*Excerpt from a dataset:*
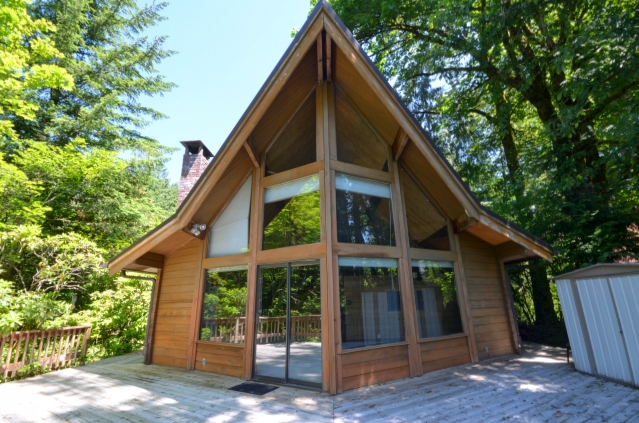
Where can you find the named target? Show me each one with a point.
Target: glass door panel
(305, 359)
(270, 334)
(288, 346)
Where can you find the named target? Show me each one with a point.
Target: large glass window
(294, 145)
(224, 305)
(427, 228)
(229, 233)
(357, 143)
(292, 213)
(364, 211)
(436, 299)
(370, 302)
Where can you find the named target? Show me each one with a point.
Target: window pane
(229, 233)
(357, 143)
(224, 305)
(294, 146)
(436, 299)
(427, 228)
(364, 211)
(370, 302)
(292, 214)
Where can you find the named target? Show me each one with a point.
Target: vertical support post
(405, 277)
(195, 308)
(512, 316)
(254, 238)
(150, 326)
(326, 130)
(467, 312)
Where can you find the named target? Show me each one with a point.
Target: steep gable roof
(323, 17)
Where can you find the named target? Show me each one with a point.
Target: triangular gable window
(294, 145)
(427, 228)
(229, 234)
(357, 142)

*Task brief:*
Return every line of the rows above word for word, leaving out the pictures.

*Solution to the problem:*
Where can you find the named target? Show me each one with a point.
Target: glass door panel
(305, 359)
(270, 334)
(288, 346)
Where can you find the named target? Show me each one with a point.
Target: large glass window
(294, 145)
(224, 305)
(427, 228)
(229, 233)
(357, 143)
(292, 213)
(364, 211)
(436, 299)
(370, 302)
Where can you find the named target? Show me each one with a point.
Target: window pane
(229, 233)
(357, 143)
(224, 305)
(294, 146)
(436, 299)
(427, 228)
(364, 211)
(370, 302)
(292, 214)
Where can you find the named target? Show me each one with a point.
Target: vertical support post
(405, 277)
(195, 308)
(512, 316)
(254, 238)
(150, 326)
(326, 130)
(467, 312)
Where can you find the named target? Show me each one with a point.
Target: steep gable roof
(323, 17)
Where can you find the named target? Show me each one with a point.
Target: triangular gable window
(294, 145)
(427, 228)
(229, 234)
(357, 142)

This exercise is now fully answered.